Lavoro richiesto:
Trascrivi senza alcuna modifica tutte le righe del materiale riportato qui sotto. Lascia fuori dalla risposta le immagini.

Materiale da elaborare:
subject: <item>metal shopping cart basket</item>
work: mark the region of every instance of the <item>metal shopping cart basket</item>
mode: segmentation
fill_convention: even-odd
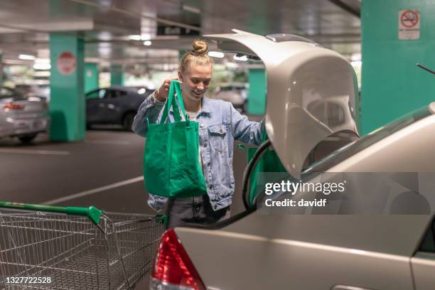
[[[131,289],[150,270],[164,230],[163,216],[0,202],[2,208],[14,212],[0,212],[0,289]]]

Risultato dell'esercizio:
subject: <item>metal shopping cart basket</item>
work: mark the region of every instance of the <item>metal shopping cart basket</item>
mode: segmentation
fill_convention: even-odd
[[[131,289],[150,270],[164,230],[163,216],[0,202],[2,208],[14,212],[0,212],[0,289]]]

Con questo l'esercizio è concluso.